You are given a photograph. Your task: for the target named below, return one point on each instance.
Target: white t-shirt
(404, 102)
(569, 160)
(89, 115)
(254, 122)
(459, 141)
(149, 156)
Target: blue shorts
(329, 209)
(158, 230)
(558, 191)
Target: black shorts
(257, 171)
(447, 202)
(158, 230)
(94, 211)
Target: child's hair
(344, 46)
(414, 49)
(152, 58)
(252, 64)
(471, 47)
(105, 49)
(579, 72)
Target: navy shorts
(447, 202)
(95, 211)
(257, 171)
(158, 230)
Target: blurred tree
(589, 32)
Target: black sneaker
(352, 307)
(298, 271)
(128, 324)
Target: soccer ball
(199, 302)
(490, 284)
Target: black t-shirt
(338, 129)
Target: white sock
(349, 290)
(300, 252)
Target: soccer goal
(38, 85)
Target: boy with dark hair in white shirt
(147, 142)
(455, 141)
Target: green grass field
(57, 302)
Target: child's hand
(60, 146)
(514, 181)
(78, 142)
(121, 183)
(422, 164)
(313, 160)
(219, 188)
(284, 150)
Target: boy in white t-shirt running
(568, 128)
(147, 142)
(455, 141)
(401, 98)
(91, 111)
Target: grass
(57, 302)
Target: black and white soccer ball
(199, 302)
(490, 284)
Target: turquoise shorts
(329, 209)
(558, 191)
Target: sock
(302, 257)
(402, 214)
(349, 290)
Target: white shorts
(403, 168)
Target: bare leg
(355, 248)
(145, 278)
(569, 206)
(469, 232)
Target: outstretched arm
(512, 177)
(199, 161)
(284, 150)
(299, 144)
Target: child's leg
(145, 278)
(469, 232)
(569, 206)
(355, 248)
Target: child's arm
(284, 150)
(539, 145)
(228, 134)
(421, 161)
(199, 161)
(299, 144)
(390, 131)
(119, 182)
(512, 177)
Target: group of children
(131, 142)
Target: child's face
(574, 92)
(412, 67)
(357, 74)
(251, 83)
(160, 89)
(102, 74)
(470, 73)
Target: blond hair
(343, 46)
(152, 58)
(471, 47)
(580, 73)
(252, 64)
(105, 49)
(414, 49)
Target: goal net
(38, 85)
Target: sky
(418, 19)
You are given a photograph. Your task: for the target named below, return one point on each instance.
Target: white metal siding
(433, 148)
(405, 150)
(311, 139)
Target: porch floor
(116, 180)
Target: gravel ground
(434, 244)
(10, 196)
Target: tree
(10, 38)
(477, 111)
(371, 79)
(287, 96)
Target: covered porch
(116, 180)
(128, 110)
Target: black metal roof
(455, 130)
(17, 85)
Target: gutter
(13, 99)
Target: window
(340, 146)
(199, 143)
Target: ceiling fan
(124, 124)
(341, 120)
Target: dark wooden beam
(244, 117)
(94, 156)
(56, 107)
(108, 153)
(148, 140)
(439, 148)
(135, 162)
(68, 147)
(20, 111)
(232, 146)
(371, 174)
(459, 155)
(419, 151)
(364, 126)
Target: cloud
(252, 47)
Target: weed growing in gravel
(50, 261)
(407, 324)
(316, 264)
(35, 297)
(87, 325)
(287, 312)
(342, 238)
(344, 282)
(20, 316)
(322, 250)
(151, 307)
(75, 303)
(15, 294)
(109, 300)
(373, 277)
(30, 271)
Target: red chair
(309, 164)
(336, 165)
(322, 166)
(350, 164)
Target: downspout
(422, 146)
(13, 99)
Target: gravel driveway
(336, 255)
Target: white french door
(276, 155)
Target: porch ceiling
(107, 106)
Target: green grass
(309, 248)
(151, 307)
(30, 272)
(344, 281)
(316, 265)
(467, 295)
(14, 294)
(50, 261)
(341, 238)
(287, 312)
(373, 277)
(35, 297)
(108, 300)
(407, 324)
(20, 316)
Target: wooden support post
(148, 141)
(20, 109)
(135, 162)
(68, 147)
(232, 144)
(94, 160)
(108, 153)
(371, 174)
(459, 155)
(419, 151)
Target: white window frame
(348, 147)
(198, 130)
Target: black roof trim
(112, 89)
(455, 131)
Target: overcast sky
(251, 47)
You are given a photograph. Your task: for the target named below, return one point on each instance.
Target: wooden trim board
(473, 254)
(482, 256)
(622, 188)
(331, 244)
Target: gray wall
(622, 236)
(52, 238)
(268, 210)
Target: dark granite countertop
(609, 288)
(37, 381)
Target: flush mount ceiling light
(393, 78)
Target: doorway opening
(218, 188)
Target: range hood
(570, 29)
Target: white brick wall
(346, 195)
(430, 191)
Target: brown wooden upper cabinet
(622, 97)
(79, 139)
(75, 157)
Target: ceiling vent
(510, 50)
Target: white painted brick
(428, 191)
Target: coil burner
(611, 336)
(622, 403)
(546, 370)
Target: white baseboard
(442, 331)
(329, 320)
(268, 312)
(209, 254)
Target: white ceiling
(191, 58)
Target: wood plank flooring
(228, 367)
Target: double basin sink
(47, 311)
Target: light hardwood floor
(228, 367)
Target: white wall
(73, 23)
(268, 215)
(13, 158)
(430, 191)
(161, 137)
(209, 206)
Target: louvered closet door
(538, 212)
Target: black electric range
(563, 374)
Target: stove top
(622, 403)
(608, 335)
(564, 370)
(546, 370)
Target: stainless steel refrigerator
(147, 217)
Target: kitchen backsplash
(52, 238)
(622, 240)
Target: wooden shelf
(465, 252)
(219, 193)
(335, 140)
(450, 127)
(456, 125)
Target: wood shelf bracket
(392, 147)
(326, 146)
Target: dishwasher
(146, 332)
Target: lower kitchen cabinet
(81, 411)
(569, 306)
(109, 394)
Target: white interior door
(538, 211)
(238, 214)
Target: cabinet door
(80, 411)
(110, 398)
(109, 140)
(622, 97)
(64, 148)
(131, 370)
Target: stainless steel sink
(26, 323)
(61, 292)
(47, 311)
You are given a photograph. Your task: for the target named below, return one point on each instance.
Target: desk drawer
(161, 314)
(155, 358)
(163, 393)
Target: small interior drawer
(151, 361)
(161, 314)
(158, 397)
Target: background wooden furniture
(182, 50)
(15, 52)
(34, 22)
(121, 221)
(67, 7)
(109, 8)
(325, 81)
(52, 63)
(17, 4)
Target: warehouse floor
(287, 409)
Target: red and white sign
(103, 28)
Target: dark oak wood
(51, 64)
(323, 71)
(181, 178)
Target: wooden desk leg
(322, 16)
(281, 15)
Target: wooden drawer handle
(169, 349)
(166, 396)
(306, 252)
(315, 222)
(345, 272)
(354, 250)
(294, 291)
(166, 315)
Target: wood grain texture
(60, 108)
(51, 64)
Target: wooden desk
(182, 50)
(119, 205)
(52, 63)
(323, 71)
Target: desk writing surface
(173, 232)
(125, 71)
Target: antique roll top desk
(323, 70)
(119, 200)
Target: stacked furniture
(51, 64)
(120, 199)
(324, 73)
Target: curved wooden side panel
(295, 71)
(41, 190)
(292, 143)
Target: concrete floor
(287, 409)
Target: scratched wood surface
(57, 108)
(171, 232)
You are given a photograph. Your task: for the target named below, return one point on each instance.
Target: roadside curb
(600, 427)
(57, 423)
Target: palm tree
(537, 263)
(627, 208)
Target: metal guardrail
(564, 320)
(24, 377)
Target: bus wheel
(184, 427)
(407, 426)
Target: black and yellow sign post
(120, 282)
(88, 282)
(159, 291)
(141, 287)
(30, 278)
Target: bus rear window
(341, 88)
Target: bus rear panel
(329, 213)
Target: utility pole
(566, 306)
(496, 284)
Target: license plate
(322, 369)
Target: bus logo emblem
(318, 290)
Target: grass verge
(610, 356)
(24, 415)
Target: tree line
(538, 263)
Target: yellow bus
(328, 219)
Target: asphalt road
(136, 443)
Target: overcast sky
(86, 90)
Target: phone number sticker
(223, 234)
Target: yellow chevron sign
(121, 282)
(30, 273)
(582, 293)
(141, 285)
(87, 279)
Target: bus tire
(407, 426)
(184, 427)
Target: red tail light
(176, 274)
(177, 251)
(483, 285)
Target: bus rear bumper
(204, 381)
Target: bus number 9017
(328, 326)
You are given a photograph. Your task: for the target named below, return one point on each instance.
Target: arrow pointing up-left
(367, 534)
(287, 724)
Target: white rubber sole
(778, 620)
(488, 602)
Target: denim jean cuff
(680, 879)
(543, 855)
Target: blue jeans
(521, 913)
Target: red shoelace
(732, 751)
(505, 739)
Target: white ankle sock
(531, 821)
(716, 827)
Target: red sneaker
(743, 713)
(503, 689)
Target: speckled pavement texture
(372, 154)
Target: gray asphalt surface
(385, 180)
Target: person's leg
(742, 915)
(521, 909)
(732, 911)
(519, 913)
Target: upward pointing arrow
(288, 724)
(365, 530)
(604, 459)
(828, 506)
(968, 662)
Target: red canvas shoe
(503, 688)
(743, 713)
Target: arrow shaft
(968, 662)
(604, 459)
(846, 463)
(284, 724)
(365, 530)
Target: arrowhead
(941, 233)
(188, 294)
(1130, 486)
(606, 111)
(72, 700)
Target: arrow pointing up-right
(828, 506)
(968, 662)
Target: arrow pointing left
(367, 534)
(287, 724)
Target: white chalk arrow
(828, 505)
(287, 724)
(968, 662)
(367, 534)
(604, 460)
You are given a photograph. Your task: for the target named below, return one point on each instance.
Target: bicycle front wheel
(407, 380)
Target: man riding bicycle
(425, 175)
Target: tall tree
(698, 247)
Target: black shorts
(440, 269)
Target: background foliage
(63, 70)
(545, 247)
____
What to produce >> Can you quote exactly the lines from the one containing "Target: arrow pointing up-left" through the last line of the records above, and nothing else?

Solution to the problem >>
Target: arrow pointing up-left
(367, 534)
(287, 724)
Target: white rubber sole
(778, 620)
(488, 602)
Target: denim jean cuff
(680, 879)
(543, 855)
Target: blue jeans
(521, 913)
Target: red shoelace
(732, 751)
(505, 739)
Target: white ankle sock
(531, 821)
(716, 827)
Target: red sneaker
(743, 713)
(503, 689)
Target: speckled pavement texture
(372, 154)
Target: gray asphalt surface
(385, 180)
Target: person's leg
(742, 915)
(521, 909)
(732, 911)
(519, 913)
Target: upward pointing arrow
(288, 724)
(365, 530)
(604, 459)
(828, 506)
(968, 662)
Target: red canvas shoe
(503, 688)
(743, 713)
Target: arrow shaft
(968, 662)
(604, 459)
(846, 463)
(284, 724)
(365, 530)
Target: arrowhead
(941, 233)
(188, 294)
(1130, 486)
(606, 111)
(72, 700)
Target: arrow pointing up-right
(828, 506)
(968, 662)
Target: arrow pointing left
(367, 534)
(287, 724)
Target: white chalk arrow
(828, 505)
(287, 724)
(968, 662)
(367, 534)
(604, 460)
You are given a photograph. Your task: for the target named below, return one point on each instance.
Target: bicycle front wheel
(407, 380)
Target: man riding bicycle
(425, 175)
Target: tall tree
(698, 247)
Target: black shorts
(440, 269)
Target: background foliage
(63, 70)
(545, 247)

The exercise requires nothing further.